-- Text block --
╔══

By Carrie Click
GLENWOOD SPRINGS – According to an announcement today from the Colorado governor’s office, in 2017 outdoor recreation contributed $62 billion to the state’s economy and $35 billion to its gross domestic product – which is more than 10 percent. The impact of the outdoor recreation industry in Colorado has almost doubled since the state’s previous analysis in 2013. Colorado Mountain College plays a vital and growing role in educating future employees to fill those jobs, as participants in a recent summit heard.
To learn how to better connect the outdoor industry to the college and its ability to train and educate the industry’s workforce, co-hosts CMC, the Governor’s Office of Outdoor Recreation, the Outdoor Industry Association and Volunteers for Outdoor Colorado met with leaders from Colorado outdoor businesses, gear makers and agencies at the Outdoor Industry Workforce Summit on Oct. 18. The summit was held at the Morgridge Commons collaborative meeting facility in Glenwood Springs.
Outdoor-oriented educational programs such as ski area operations, wilderness emergency medical technician training, ski and snowboard business, sustainability studies, natural resource management and outdoor education are just a few of the college’s relevant offerings. In a spontaneous show of solidarity, summit attendees cheered when screens showed a CBS4 News clip from the previous day, showing CMC students in Leadville who had built, prepared and tested the state’s first terrain park to open in the 2019-20 season.
“We’ve been an early leader in these areas – for over 50 years,” said Rachel Pokrandt, CMC vice president and campus dean for Leadville and Chaffee County. Dozens of programs have direct applications to the outdoor industry, and countless more, such as business administration, marketing and e-commerce, and leadership and management, have crossover applications to careers at many outdoor companies and organizations. “And we have a unique opportunity to improve and evolve with the industry’s needs, with 11 campuses located in the heart of our state’s recreation economy,” she said.
Colorado Mountain College was recently named Top Adventure College by Elevation Outdoors Magazine for its numerous educational opportunities in outdoor recreation and natural resource management, and its proximity to many year-round adventure-based locations.

╚══

-- Data to examine --
╔══

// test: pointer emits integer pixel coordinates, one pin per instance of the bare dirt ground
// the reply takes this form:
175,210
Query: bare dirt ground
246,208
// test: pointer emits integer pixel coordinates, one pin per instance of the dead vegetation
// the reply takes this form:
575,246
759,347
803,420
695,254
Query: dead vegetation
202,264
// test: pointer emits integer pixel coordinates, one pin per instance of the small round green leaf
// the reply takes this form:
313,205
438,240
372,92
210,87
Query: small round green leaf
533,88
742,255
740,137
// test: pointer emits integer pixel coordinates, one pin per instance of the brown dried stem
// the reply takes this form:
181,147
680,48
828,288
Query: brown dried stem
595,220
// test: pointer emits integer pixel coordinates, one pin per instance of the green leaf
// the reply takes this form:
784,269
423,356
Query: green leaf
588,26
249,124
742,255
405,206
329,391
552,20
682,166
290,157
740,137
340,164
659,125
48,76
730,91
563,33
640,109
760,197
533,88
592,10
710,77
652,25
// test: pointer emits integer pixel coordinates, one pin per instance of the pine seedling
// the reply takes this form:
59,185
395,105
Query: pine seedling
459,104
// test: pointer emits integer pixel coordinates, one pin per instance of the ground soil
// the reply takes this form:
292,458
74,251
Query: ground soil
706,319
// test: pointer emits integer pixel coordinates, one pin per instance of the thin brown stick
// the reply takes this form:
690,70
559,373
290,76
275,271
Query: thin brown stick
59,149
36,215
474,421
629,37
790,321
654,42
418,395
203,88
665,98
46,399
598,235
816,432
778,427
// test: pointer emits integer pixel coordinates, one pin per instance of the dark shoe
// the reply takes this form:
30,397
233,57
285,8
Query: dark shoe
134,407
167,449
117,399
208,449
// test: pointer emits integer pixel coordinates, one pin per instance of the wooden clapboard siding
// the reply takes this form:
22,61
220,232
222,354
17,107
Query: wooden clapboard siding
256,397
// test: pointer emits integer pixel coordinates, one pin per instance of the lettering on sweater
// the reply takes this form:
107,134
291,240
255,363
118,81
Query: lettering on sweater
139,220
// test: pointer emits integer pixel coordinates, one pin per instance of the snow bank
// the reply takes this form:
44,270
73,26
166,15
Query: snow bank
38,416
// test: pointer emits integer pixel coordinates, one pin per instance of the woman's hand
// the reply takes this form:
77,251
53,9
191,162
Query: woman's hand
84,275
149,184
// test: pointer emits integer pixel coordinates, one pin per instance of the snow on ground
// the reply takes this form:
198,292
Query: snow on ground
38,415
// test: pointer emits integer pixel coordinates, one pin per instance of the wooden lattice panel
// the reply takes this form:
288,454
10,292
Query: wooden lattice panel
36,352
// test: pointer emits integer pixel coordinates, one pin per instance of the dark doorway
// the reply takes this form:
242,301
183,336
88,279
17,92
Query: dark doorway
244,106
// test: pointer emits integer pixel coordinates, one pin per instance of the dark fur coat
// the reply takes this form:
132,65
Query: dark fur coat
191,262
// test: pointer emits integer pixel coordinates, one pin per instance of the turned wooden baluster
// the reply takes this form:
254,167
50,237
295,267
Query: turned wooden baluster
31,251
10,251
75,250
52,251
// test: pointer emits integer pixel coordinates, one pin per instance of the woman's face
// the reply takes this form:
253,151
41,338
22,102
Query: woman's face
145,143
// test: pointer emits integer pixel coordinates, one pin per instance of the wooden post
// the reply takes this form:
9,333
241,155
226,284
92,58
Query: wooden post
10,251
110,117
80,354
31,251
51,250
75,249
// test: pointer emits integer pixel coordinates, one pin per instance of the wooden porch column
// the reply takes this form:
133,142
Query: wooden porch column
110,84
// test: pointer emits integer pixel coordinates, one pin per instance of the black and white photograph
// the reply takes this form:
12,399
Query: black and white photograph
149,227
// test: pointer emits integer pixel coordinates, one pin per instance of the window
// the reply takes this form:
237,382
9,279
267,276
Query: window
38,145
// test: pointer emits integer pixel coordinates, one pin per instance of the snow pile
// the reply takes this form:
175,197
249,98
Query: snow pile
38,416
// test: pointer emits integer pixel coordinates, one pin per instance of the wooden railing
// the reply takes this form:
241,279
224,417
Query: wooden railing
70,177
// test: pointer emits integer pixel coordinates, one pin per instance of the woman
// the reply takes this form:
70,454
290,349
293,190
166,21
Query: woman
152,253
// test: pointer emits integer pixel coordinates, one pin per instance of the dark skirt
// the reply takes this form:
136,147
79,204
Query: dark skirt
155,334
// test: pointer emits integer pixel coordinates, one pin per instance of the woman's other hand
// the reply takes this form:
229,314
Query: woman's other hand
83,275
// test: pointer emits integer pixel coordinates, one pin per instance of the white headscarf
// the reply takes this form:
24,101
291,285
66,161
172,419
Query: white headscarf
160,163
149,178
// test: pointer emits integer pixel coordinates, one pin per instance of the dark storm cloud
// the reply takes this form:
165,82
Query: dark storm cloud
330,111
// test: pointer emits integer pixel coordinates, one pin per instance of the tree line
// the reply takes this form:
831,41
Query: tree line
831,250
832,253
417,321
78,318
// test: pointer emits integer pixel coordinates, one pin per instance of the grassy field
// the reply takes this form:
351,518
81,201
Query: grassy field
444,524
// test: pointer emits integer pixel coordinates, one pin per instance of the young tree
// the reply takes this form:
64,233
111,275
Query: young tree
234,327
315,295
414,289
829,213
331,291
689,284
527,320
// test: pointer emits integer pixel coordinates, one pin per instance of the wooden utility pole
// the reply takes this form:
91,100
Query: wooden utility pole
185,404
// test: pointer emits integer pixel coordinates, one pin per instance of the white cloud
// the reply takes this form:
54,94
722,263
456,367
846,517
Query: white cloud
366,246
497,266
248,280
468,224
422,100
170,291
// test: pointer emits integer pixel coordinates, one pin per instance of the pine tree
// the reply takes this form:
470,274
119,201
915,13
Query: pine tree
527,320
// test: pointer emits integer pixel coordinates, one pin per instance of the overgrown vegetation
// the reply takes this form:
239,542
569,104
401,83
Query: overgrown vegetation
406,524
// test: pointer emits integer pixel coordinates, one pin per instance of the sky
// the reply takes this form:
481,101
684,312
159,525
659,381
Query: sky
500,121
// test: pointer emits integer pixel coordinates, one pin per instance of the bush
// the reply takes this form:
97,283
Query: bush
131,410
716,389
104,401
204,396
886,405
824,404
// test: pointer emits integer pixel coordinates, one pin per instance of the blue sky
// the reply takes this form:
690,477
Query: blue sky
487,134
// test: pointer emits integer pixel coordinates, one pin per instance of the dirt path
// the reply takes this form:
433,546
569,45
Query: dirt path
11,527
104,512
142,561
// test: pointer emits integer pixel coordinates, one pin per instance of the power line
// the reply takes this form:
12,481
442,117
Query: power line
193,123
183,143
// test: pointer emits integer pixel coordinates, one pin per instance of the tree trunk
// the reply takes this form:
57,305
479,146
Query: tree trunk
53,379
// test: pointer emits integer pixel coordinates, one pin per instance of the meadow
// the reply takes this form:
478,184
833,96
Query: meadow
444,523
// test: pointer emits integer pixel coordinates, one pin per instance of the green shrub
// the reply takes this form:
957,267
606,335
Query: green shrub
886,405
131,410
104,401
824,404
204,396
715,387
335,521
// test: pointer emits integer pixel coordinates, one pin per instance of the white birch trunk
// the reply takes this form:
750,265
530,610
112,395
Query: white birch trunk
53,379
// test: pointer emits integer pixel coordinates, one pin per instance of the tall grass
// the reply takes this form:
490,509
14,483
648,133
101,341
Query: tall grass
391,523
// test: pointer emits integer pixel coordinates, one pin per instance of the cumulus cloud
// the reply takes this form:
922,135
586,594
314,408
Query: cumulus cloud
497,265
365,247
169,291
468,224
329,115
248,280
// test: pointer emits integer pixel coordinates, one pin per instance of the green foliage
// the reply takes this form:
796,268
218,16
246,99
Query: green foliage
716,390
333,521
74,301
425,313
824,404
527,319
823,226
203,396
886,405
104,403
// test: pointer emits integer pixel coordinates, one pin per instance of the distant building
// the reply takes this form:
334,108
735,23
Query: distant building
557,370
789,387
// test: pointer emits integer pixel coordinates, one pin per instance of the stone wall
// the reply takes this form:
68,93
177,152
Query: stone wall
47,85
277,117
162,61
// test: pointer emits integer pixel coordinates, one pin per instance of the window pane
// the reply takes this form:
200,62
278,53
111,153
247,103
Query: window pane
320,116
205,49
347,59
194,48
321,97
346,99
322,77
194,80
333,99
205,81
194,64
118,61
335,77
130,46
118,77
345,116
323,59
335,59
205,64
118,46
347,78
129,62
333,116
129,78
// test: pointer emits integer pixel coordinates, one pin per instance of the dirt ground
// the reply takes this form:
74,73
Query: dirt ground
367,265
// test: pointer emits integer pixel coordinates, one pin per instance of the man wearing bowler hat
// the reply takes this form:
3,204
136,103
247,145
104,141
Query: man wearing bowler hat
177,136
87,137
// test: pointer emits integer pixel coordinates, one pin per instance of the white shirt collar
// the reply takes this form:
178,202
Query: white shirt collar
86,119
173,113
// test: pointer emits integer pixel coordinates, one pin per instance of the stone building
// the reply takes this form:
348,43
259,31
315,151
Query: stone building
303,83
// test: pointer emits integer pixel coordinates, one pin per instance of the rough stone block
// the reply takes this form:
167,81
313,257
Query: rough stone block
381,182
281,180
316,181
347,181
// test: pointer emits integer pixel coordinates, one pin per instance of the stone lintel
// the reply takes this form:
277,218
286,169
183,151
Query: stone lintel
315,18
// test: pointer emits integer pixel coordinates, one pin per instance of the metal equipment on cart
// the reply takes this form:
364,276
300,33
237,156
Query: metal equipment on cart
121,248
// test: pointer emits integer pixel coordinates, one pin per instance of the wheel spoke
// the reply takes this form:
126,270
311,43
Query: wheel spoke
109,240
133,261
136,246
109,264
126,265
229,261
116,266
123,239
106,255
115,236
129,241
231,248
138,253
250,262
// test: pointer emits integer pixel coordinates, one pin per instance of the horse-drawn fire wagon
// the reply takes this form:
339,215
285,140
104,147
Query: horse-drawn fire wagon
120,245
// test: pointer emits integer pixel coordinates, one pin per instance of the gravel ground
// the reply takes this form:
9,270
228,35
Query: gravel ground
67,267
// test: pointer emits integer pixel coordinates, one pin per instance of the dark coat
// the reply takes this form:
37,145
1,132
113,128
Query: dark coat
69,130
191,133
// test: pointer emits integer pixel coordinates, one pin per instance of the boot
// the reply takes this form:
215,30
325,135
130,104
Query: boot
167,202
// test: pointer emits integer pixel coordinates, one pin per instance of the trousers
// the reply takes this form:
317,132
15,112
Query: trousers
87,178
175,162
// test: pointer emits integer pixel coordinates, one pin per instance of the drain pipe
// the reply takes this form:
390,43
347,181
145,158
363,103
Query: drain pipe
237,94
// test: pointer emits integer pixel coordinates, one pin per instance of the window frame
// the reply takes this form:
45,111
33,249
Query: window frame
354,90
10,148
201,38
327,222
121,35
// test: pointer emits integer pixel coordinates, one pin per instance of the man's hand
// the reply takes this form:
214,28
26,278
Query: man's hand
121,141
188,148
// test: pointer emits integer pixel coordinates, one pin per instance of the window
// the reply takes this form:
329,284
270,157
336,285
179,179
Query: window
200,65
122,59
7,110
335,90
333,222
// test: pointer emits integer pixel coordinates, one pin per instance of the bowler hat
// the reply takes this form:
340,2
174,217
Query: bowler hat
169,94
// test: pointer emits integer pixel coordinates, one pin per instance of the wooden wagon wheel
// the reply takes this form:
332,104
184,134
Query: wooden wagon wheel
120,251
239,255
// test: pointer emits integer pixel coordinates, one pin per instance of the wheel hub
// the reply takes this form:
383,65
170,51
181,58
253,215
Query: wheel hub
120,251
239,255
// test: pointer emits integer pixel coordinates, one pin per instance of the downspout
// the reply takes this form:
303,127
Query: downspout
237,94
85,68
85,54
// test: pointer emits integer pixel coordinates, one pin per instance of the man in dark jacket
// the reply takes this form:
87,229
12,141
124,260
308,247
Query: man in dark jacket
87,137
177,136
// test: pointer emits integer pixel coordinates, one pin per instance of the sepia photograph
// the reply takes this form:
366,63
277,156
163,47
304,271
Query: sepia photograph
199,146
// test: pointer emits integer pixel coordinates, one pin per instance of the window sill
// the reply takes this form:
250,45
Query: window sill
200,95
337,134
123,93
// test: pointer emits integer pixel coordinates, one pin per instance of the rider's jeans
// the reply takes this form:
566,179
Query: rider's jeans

╚══

-- Task brief --
According to the article on Colorado Mountain College and the outdoor industry, where was the Outdoor Industry Workforce Summit held? The material is not needed for what follows.

-- Result for this task --
At the Morgridge Commons collaborative meeting facility in Glenwood Springs.